<<<<
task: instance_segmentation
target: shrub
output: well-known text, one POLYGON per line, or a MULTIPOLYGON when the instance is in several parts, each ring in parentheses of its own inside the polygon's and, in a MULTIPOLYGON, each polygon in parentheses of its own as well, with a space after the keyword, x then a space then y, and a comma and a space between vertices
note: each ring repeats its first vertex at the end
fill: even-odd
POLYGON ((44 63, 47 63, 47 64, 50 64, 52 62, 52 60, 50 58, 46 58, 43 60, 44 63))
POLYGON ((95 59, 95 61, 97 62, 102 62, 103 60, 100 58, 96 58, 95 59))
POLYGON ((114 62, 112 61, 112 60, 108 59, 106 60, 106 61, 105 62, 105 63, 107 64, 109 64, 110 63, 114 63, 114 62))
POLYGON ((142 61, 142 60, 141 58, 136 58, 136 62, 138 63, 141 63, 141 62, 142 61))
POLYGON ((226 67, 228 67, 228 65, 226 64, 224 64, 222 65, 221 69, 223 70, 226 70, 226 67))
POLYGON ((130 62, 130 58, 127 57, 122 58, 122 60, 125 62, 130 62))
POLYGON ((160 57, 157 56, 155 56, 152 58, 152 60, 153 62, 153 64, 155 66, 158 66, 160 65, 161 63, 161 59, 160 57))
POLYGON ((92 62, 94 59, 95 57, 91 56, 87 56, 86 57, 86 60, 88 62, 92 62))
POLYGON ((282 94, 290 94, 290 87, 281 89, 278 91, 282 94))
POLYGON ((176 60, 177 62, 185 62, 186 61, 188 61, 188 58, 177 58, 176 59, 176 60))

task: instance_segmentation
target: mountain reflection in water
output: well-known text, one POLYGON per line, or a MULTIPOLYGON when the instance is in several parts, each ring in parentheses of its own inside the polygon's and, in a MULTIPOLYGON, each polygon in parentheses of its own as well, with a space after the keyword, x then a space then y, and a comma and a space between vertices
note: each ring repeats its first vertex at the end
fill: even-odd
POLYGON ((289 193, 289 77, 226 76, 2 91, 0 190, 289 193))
>>>>
PROBLEM DETAILS:
Copy out, character for character, everything from the first of the lines above down through the line containing "POLYGON ((176 60, 177", including that line.

OUTPUT OF THE TASK:
task: instance_segmentation
target: shrub
output: well-known text, one POLYGON per line, or a MULTIPOLYGON when the instance is in several parts, each ring in parentheses of its own inside the polygon's and, in a MULTIPOLYGON, each polygon in parentheses of its own as well, with a space after the keyword, x then a space then y, and a comma and a space between vertices
note: each ring repeats its first vertex at the end
fill: even-odd
POLYGON ((44 63, 47 63, 47 64, 50 64, 52 62, 52 60, 50 58, 46 58, 43 60, 44 63))
POLYGON ((95 59, 95 61, 97 62, 102 62, 103 60, 100 58, 96 58, 95 59))
POLYGON ((114 62, 112 61, 112 60, 108 59, 106 60, 106 61, 105 62, 105 63, 107 64, 109 64, 110 63, 114 63, 114 62))
POLYGON ((142 61, 142 60, 141 58, 136 58, 136 62, 138 63, 141 63, 141 62, 142 61))
POLYGON ((226 67, 228 67, 228 65, 226 64, 224 64, 222 65, 221 69, 223 70, 226 70, 226 67))
POLYGON ((130 62, 130 58, 127 57, 122 58, 122 60, 125 62, 130 62))
POLYGON ((160 57, 157 56, 155 56, 152 58, 152 60, 153 62, 153 64, 155 66, 158 66, 160 65, 161 63, 161 59, 160 57))
POLYGON ((92 62, 94 59, 95 57, 91 56, 87 56, 86 57, 86 60, 88 62, 92 62))
POLYGON ((282 94, 290 94, 290 87, 281 89, 278 91, 282 94))
POLYGON ((176 60, 177 62, 185 62, 186 61, 188 61, 188 58, 177 58, 176 59, 176 60))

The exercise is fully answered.